Examine the records and identify each line that includes the string "below". Copy those lines.

━━━ Exercise input ━━━

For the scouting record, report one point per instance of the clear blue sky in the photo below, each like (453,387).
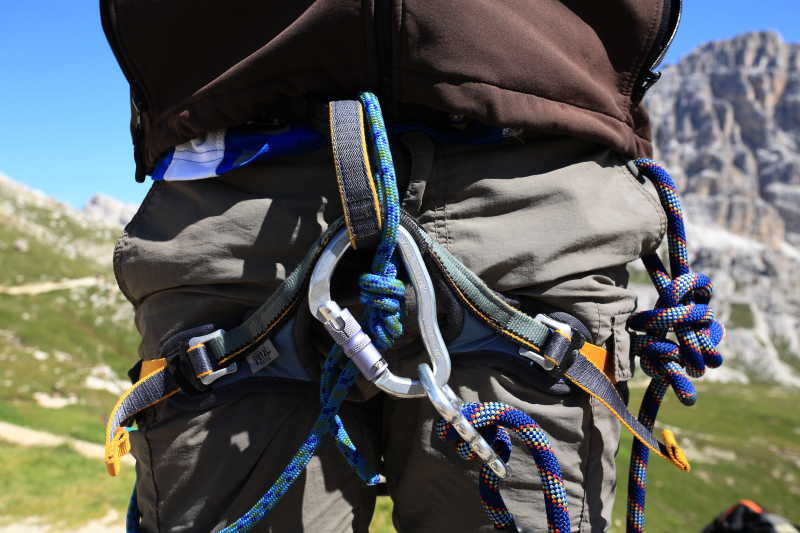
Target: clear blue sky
(64,104)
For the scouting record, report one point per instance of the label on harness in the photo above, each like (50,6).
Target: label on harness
(262,357)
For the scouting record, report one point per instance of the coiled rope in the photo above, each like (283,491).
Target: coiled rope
(683,309)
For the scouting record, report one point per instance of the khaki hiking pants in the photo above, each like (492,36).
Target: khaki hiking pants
(552,222)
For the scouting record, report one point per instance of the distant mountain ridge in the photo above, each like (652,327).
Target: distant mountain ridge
(109,210)
(726,123)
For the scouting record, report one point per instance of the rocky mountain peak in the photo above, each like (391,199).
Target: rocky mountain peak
(726,123)
(726,119)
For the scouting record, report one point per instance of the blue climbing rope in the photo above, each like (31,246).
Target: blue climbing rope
(381,293)
(682,308)
(492,419)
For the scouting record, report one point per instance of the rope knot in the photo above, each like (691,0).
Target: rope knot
(493,420)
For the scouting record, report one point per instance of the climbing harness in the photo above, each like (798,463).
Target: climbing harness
(205,358)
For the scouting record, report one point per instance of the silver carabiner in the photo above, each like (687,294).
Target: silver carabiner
(448,405)
(347,332)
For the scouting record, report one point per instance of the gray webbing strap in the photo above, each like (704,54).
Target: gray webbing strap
(353,173)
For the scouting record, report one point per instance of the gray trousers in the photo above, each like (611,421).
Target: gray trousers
(554,222)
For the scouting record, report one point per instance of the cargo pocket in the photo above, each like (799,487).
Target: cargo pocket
(123,245)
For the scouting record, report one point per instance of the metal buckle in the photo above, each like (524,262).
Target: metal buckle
(357,345)
(539,359)
(448,405)
(211,377)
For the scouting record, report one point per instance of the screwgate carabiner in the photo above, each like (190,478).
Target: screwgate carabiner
(357,345)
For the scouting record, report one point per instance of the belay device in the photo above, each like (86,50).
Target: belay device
(373,218)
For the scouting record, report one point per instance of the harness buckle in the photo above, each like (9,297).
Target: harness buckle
(560,349)
(195,368)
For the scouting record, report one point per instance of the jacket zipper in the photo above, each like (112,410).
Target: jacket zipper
(670,19)
(383,42)
(139,102)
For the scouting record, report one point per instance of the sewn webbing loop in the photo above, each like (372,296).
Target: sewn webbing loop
(357,188)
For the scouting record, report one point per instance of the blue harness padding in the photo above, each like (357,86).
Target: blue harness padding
(221,151)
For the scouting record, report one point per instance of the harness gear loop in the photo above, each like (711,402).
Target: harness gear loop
(358,190)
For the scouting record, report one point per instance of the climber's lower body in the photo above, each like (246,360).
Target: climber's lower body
(549,224)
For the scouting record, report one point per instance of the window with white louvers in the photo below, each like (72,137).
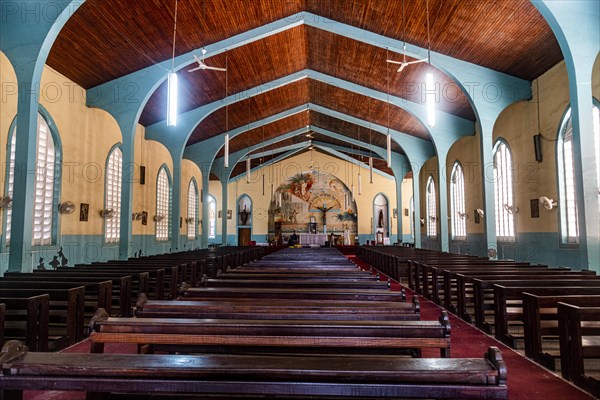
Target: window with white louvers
(212,218)
(114,174)
(457,203)
(44,185)
(503,190)
(431,200)
(163,206)
(192,210)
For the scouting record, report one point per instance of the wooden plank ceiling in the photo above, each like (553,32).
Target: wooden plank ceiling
(105,40)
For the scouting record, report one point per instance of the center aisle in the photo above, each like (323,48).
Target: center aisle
(526,379)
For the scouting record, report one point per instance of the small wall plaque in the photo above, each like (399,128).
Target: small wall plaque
(535,208)
(84,211)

━━━

Written answer —
For the scouting record, report one point per instance of the clear blue sky in the photo below, each like (453,387).
For the scouting record, report one point per instance of the window with white louvers in the photo below, each like (72,137).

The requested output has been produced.